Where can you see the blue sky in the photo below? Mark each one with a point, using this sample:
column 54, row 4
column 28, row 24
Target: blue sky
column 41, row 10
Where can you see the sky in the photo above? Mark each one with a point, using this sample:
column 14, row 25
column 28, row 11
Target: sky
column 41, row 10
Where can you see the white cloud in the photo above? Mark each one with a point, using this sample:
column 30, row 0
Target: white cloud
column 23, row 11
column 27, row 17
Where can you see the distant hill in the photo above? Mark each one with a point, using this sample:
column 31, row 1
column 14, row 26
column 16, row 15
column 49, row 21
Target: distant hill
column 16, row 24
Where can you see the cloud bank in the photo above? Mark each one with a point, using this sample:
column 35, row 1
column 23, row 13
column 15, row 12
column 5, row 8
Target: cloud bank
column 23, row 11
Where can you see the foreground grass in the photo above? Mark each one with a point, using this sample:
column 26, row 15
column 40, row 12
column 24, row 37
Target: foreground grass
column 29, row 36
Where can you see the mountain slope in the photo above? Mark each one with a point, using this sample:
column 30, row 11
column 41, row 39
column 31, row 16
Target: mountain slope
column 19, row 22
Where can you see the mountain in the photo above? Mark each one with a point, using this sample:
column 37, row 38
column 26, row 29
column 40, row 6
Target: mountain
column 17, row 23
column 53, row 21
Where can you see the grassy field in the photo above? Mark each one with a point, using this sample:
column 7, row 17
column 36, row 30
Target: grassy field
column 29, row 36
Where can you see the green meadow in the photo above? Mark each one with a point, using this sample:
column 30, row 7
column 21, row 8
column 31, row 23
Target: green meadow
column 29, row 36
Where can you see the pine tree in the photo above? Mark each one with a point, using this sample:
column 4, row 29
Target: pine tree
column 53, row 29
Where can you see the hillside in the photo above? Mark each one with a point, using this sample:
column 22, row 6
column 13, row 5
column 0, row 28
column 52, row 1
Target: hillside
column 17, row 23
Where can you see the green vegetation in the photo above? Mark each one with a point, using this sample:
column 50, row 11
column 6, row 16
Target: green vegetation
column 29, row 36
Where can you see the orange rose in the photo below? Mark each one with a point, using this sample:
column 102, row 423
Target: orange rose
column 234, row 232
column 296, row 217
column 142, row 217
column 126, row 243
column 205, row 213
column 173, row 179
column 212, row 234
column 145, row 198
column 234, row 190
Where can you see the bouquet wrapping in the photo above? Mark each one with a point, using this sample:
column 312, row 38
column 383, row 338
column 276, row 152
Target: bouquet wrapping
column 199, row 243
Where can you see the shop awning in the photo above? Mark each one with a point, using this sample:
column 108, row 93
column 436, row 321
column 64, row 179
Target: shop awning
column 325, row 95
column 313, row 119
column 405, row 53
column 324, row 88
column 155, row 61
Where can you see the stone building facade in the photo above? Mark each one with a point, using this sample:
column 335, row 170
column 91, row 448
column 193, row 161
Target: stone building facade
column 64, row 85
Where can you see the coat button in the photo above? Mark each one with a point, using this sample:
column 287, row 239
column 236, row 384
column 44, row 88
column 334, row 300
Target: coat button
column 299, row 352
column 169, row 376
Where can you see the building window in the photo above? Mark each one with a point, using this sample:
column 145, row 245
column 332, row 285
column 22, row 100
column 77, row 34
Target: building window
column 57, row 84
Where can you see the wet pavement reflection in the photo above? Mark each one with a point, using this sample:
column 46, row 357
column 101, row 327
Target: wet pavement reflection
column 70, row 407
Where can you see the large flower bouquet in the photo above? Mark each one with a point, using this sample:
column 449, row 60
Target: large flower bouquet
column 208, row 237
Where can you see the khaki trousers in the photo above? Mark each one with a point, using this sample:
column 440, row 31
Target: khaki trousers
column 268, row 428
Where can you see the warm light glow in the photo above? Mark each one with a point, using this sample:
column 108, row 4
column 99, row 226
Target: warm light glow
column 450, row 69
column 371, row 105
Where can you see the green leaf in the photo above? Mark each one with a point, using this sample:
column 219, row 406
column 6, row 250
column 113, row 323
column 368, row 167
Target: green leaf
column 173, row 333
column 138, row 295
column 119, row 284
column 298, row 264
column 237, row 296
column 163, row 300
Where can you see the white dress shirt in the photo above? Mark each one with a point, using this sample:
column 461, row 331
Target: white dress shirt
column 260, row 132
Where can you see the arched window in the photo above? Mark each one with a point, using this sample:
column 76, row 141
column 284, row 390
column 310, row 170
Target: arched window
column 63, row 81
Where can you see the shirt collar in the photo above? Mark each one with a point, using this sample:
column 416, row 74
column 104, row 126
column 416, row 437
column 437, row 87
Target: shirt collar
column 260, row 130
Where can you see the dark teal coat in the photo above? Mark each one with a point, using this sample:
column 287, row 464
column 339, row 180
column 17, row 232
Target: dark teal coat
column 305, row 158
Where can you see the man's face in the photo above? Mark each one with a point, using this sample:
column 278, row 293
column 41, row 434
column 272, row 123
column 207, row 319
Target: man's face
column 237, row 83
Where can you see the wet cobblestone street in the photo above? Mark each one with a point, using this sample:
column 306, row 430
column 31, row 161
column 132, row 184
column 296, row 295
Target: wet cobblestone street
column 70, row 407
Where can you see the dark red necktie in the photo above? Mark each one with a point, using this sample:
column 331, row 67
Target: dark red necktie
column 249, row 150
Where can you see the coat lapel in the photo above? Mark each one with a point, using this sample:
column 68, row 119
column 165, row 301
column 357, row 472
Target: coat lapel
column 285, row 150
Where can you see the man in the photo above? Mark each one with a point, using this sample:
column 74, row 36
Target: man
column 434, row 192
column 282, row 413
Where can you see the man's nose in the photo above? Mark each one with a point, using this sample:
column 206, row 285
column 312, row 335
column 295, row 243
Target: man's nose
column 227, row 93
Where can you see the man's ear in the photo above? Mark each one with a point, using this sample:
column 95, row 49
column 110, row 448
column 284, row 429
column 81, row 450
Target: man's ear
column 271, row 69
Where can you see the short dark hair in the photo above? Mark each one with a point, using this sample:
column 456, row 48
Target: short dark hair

◆ Exercise objective:
Nothing should be left out: copy the material exactly.

◆ Answer section:
Where can you see the blue sky in the photo below? Mark each one with a point, using this sample:
column 54, row 4
column 28, row 24
Target: blue sky
column 41, row 10
Where can you see the sky in the photo above? Mark each one with a point, using this sample:
column 14, row 25
column 28, row 11
Target: sky
column 41, row 10
Where can you see the white cloud in the photo above? Mark each one with a point, using this sample:
column 30, row 0
Target: white cloud
column 23, row 11
column 27, row 17
Where can you see the distant hill in the photo above? Mark each one with a point, using this sample:
column 31, row 1
column 14, row 26
column 16, row 15
column 49, row 21
Target: distant hill
column 16, row 24
Where can you see the cloud bank in the photo above? Mark each one with a point, using this sample:
column 35, row 1
column 23, row 13
column 15, row 12
column 5, row 8
Target: cloud bank
column 23, row 11
Where can you see the foreground grass in the photo above? Mark each one with a point, using this sample:
column 26, row 15
column 40, row 12
column 24, row 37
Target: foreground grass
column 29, row 36
Where can you see the mountain slope in the photo above? Mark each one with a point, using this sample:
column 30, row 11
column 41, row 39
column 31, row 16
Target: mountain slope
column 19, row 22
Where can you see the mountain in the photo above? Mark each one with a point, using this sample:
column 37, row 38
column 26, row 29
column 40, row 6
Target: mountain
column 17, row 23
column 53, row 21
Where can you see the grassy field in the photo above? Mark each one with a point, using this sample:
column 7, row 17
column 36, row 30
Target: grassy field
column 29, row 36
Where can you see the green meadow in the photo above? Mark each one with a point, using this sample:
column 30, row 7
column 21, row 8
column 31, row 23
Target: green meadow
column 29, row 36
Where can you see the pine tree in the photo above? Mark each one with a point, using this sample:
column 4, row 29
Target: pine tree
column 53, row 29
Where can you see the hillside in the photo above? Mark each one with a point, using this sample:
column 22, row 6
column 13, row 5
column 0, row 28
column 52, row 1
Target: hillside
column 17, row 23
Where can you see the green vegetation in the photo above? Mark each one with a point, using this sample:
column 50, row 11
column 6, row 16
Target: green vegetation
column 29, row 36
Where can you see the orange rose in the photo below? Mark each one with a point, using this sample:
column 102, row 423
Target: orange rose
column 234, row 232
column 296, row 217
column 142, row 217
column 126, row 243
column 205, row 213
column 173, row 179
column 212, row 234
column 145, row 198
column 234, row 190
Where can you see the bouquet wrapping in the photo above? Mark each one with a point, using this sample:
column 312, row 38
column 383, row 338
column 276, row 152
Target: bouquet wrapping
column 199, row 243
Where can you see the shop awning in the photo above? Mark each one with a point, using this sample:
column 108, row 93
column 436, row 321
column 64, row 179
Target: shop awning
column 325, row 95
column 313, row 119
column 405, row 53
column 324, row 88
column 155, row 61
Where can you see the stone building facade in the photo above? Mark each one with a point, using this sample:
column 335, row 170
column 91, row 448
column 193, row 161
Target: stone building facade
column 64, row 85
Where can you see the coat button in the photo above? Mark each one with a point, using this sample:
column 287, row 239
column 236, row 384
column 44, row 88
column 334, row 300
Target: coat button
column 299, row 352
column 169, row 376
Where can you see the building window in the photo above? Mark each one with a point, using this sample:
column 145, row 245
column 332, row 285
column 22, row 100
column 77, row 34
Target: building window
column 57, row 84
Where can you see the wet pavement reflection in the photo above? Mark each one with a point, using this sample:
column 46, row 357
column 101, row 327
Target: wet pavement reflection
column 70, row 407
Where can you see the large flower bouquet in the photo above? Mark each one with a point, using this sample:
column 449, row 60
Target: large flower bouquet
column 208, row 237
Where can you see the khaki trousers in the photo above? Mark each one with a point, using this sample:
column 440, row 31
Target: khaki trousers
column 268, row 428
Where can you see the warm light glow in the photo above? Mark each one with a point, using this sample:
column 108, row 4
column 99, row 226
Target: warm light glow
column 450, row 69
column 371, row 105
Where can you see the green leaf in the photo above? Mark each one with a point, using this sample:
column 219, row 406
column 6, row 250
column 113, row 323
column 368, row 167
Target: green leaf
column 173, row 333
column 138, row 295
column 119, row 284
column 298, row 264
column 237, row 296
column 163, row 300
Where can you see the white dress shirt in the photo above? Mark each one with a point, using this sample:
column 461, row 331
Target: white dress shirt
column 260, row 132
Where can you see the arched window in the photo above? Mark each one with a point, using this sample:
column 76, row 141
column 284, row 390
column 310, row 170
Target: arched window
column 63, row 81
Where can you see the shirt collar in the photo above? Mark each one with a point, using this sample:
column 416, row 74
column 104, row 126
column 416, row 437
column 437, row 87
Target: shirt collar
column 260, row 130
Where can you see the dark teal coat in the photo above? Mark each one with a point, using this sample:
column 287, row 464
column 339, row 180
column 17, row 232
Target: dark teal coat
column 305, row 158
Where can you see the man's face in the photo above? Mark each one with a point, using this sample:
column 278, row 293
column 41, row 434
column 272, row 123
column 207, row 319
Target: man's face
column 237, row 83
Where can you see the wet cobblestone street in the photo above? Mark each one with a point, using this sample:
column 306, row 430
column 31, row 161
column 132, row 184
column 296, row 295
Target: wet cobblestone street
column 70, row 407
Where can you see the dark red necktie in the photo above? Mark each one with a point, using this sample:
column 331, row 67
Target: dark red necktie
column 249, row 150
Where can you see the coat lapel in the photo above? Mark each one with a point, using this sample:
column 68, row 119
column 165, row 301
column 357, row 472
Target: coat lapel
column 285, row 150
Where can you see the man in the photo above? Mark each one with a point, using this sample:
column 74, row 36
Target: man
column 434, row 192
column 282, row 413
Where can you see the man's nose in the photo above? Mark each one with a point, using this sample:
column 206, row 285
column 312, row 335
column 295, row 243
Target: man's nose
column 227, row 93
Where can you see the man's ear in the photo above? Mark each one with a point, using this sample:
column 95, row 49
column 110, row 448
column 284, row 429
column 81, row 450
Target: man's ear
column 271, row 69
Where can you see the short dark hair in the photo above? Mark each one with a point, using this sample:
column 456, row 48
Target: short dark hair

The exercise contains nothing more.